>> Begin EXCERPTED PASSAGE

FAQ: How many variables and cases are allowed in SPSS?

Below is a discussion by Jon Peck of SPSS, Inc., which applies to all
SPSS versions that are likely to be in use - back to release 9, at least.

I add to what Jon wrote,

. For most operations, increasing the number of cases will increase
the running time about in proportion. Usually, SPSS can handle a
great many cases gracefully. Jon, below, notes some operations for
which many cases may slow SPSS badly, but often work-around can be
found even for these.

. Increasing the number of variables will generally increase the
running time about in proportion, even if you're not using them all,
because the running time is dominated by the time to read the file
from disk, i.e. the total file size

. After some point hard to estimate (though larger if the machine has
more RAM), increasing the number of variables will increase the
running time out of all proportion, because putting the whole
dictionary and data for one case in RAM may require paging.

. I emphasize Jon's point that "modern database practice would be to
break up your variables into cohesive subsets", i.e. to restructure
with more cases and fewer variables. A typical example is changing
from one record per entity with data for many years, to one record
per entity per year. I've posted a number of solutions in which data
is given such a 'long' representation with many cases, instead of a
'wide' representation with many variables.

At 10:25 AM 6/5/2003, Peck, Jon [of SPSS, Inc.] wrote:

There are several points to making regarding very wide files and huge datasets.

First, the theoretical SPSS limits are

Number of variables: (2**31) -1
Number of cases: (2**31) - 1

In calculating these limits, count one for each 8 bytes or part
thereof of a string variable.  An a10 variable counts as two
variables, for example.

Approaching the theoretical limit on the number of variables,
however, is a very bad idea in practice for several reasons.

1. These are the theoretical limits in that you absolutely cannot go
beyond them.  But there are other environmentally imposed limits that
you will surely hit first.  For example, Windows applications are
absolutely limited to 2GB of addressable memory, and 1GB is a more
practical limit.  Each dictionary entry requires about 100 bytes of
memory, because in addition to the variable name, other variable
properties also have to be stored.  (On non-Windows platforms, SPSS
Server could, of course, face different environmental
limits.)  Numerical variable values take 8 bytes as they are held as
double precision floating point values.

>> End EXCERPTED PASSAGE
>> Begin DATA SECTION

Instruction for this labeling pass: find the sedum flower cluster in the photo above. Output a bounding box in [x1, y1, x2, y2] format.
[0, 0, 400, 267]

>> End DATA SECTION

**WRITTEN REQUEST A:** According to the SPSS limits FAQ, about how much memory does each dictionary entry require?
**WRITTEN REQUEST B:** Retype the SPSS limits FAQ starting with "There are several" and going on through "variables, for example.".

**SOLUTION A:** About 100 bytes.

**SOLUTION B:**
There are several points to making regarding very wide files and huge datasets.

First, the theoretical SPSS limits are

Number of variables: (2**31) -1
Number of cases: (2**31) - 1

In calculating these limits, count one for each 8 bytes or part
thereof of a string variable.  An a10 variable counts as two
variables, for example.